[Excerpts from a detection dataset]
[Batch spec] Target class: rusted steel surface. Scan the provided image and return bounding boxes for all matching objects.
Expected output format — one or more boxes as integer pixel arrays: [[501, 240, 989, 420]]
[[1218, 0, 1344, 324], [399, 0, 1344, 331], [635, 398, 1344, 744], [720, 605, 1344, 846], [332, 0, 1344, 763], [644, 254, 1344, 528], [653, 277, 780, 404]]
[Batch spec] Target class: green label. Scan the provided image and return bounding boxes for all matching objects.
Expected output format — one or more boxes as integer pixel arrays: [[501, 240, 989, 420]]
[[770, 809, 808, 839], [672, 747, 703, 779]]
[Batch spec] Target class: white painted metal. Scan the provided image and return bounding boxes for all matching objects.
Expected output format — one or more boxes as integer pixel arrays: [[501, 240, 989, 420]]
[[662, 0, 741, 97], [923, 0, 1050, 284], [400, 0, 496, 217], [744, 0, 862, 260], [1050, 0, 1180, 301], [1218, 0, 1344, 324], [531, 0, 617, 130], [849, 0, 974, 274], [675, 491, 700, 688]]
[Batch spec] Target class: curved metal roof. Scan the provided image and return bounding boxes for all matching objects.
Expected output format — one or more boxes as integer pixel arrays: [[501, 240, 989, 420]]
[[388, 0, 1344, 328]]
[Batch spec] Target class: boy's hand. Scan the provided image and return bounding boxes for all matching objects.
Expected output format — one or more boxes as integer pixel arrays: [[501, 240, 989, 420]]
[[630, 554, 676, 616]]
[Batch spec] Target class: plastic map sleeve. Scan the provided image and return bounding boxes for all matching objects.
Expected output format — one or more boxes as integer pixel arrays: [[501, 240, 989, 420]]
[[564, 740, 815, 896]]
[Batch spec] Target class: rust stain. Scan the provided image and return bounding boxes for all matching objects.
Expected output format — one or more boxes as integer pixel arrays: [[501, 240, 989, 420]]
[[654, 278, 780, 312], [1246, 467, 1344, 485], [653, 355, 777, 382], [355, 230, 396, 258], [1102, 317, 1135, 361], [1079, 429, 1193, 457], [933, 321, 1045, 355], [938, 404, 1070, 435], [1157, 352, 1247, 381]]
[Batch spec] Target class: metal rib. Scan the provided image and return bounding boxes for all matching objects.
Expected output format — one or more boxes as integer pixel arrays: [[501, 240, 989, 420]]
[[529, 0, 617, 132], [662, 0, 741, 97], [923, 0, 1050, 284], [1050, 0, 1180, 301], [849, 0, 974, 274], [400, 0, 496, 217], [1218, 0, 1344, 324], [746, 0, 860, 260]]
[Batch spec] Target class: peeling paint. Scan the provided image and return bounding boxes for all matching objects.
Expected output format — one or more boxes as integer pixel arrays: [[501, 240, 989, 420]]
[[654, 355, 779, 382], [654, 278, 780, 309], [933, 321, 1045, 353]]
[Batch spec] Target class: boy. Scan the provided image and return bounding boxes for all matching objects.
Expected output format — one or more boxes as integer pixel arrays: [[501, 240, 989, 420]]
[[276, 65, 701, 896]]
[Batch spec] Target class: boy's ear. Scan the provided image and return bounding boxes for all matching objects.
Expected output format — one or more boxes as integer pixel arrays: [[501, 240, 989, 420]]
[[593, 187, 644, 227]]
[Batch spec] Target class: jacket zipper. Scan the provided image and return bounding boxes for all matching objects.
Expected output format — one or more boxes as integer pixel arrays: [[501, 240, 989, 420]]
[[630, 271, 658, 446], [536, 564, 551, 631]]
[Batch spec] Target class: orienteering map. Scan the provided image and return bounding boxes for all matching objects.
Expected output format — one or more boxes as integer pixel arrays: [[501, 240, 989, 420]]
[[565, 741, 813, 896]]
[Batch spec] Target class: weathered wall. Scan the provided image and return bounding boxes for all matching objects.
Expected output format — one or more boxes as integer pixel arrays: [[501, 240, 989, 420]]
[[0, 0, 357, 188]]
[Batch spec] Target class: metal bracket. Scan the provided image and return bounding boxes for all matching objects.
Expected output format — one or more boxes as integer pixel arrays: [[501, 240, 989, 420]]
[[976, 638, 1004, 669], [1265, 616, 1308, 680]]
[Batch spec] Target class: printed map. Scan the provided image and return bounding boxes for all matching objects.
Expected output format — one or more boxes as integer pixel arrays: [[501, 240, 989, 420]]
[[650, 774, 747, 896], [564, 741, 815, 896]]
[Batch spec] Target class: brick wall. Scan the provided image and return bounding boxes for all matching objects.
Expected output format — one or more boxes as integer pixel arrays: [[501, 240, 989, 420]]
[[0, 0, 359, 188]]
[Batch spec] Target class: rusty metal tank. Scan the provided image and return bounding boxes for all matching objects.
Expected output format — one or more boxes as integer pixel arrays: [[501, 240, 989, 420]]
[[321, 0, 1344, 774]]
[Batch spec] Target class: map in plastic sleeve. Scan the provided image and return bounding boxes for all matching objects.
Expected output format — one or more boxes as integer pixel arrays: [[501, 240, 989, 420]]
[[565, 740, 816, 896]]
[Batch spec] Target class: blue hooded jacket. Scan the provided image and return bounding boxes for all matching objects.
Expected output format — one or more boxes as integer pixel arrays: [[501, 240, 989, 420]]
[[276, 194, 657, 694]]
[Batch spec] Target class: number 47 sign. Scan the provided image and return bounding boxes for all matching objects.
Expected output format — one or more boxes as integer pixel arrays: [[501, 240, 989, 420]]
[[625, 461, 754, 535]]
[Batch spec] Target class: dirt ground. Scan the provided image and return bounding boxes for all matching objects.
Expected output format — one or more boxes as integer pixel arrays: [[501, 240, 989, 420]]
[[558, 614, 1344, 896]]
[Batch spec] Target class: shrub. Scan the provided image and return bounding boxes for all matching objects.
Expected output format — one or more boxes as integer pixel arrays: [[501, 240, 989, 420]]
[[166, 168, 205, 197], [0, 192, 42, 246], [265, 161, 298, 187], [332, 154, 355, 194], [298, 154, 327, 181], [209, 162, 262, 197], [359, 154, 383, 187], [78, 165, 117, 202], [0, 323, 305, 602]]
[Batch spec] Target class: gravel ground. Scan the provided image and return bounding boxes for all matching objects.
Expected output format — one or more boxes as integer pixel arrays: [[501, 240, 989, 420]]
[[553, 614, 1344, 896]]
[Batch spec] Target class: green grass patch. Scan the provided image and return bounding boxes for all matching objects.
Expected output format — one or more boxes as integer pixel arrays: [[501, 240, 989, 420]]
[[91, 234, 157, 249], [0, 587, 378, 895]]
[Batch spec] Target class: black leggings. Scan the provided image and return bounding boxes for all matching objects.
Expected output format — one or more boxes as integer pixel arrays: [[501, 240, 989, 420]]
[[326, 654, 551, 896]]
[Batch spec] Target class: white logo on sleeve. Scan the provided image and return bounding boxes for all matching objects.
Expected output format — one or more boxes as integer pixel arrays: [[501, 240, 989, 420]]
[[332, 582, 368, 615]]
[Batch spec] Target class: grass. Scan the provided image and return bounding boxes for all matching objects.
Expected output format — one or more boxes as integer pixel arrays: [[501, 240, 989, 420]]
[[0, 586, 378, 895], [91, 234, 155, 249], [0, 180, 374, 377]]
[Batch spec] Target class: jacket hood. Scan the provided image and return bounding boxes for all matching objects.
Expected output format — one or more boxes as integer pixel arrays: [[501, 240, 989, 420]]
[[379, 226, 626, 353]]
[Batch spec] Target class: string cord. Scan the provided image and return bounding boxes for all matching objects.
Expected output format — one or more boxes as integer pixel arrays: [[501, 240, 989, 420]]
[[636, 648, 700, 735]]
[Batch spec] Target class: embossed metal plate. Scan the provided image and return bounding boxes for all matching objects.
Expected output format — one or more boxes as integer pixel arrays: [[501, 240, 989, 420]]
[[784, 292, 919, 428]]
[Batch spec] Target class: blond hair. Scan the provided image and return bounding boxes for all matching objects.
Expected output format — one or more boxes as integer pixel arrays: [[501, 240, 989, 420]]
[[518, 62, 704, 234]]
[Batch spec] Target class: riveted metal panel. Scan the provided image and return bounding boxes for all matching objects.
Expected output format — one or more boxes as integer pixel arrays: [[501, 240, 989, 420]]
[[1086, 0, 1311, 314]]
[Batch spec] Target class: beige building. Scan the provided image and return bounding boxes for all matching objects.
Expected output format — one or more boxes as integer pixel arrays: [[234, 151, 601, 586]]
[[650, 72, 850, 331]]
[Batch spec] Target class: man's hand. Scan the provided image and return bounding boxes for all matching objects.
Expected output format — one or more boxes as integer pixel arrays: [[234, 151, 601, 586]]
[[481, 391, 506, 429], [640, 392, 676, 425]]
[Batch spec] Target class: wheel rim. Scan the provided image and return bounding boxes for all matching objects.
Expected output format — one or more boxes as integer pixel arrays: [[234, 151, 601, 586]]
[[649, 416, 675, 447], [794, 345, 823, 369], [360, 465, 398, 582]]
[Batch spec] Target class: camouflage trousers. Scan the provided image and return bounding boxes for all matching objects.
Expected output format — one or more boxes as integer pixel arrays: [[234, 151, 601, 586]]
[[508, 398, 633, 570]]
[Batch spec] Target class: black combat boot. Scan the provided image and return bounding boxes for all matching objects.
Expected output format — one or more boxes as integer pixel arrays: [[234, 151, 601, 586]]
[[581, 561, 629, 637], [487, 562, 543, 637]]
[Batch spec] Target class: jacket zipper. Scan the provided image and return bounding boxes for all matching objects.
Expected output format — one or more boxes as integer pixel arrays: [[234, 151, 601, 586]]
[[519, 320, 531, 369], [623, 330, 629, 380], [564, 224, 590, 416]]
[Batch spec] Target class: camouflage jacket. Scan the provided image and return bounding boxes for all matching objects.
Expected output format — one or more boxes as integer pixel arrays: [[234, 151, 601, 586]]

**Short problem:** Render the listing as a Markdown table with columns No. and Line, one row per line and no blank lines. Begin at the line containing "[Batch spec] Target class: boy's hand." and stop after the line containing "[[593, 187, 644, 227]]".

**Correct result:**
| No. | Line |
|---|---|
| 1 | [Batch spec] Target class: boy's hand. Scan the provided image and return bounding boxes for all matching objects. |
| 2 | Expected output format — one or more boxes as integer pixel arrays: [[501, 240, 989, 420]] |
| 3 | [[630, 554, 676, 616]] |
| 4 | [Batch spec] Target class: plastic map sleeve. Scan the provided image and return bounding boxes for all matching objects. |
| 5 | Expected output format — one or more boxes as integer pixel arrays: [[501, 240, 989, 420]] |
| 6 | [[564, 740, 815, 896]] |
| 7 | [Batch spec] Target class: rust stain. Scan the provided image and return bounding boxes for all matching objects. |
| 8 | Expected output format — one or more boxes as integer pixel arrays: [[501, 240, 989, 420]] |
| 9 | [[654, 278, 780, 312], [1246, 467, 1344, 485], [653, 355, 777, 382], [355, 230, 396, 258], [1102, 317, 1135, 361], [1079, 429, 1193, 457], [933, 321, 1045, 355], [938, 404, 1070, 435], [1157, 352, 1247, 381]] |
| 10 | [Batch spec] Target class: metal rib. Scan the provided image and return bounding boxes for all matching objects. |
| 11 | Expected output format — one or more boxes as integer pixel arrays: [[501, 240, 989, 420]] |
| 12 | [[529, 0, 617, 132], [662, 0, 741, 97], [923, 0, 1050, 284], [1050, 0, 1180, 301], [849, 0, 974, 274], [400, 0, 496, 217], [1218, 0, 1344, 324], [746, 0, 860, 260]] |
| 13 | [Batch spec] Target class: peeling paint. Scan the provided image and return bounding boxes for all matching objects. |
| 14 | Expected output format — one or more boxes as integer pixel arrays: [[501, 240, 989, 420]] |
| 15 | [[654, 355, 779, 382], [654, 278, 780, 309], [933, 321, 1045, 353]] |
| 16 | [Batch spec] Target class: boy. Scan the provided image and return bounding boxes for all matching objects. |
| 17 | Expected output format — one or more boxes as integer pixel arrays: [[501, 240, 989, 420]] |
| 18 | [[276, 65, 701, 896]] |
| 19 | [Batch spec] Target class: boy's ear. Scan the provided image and return bounding boxes for all matching objects. |
| 20 | Expected output format — one or more boxes as integer pixel arrays: [[501, 240, 989, 420]] |
| 21 | [[593, 187, 644, 227]] |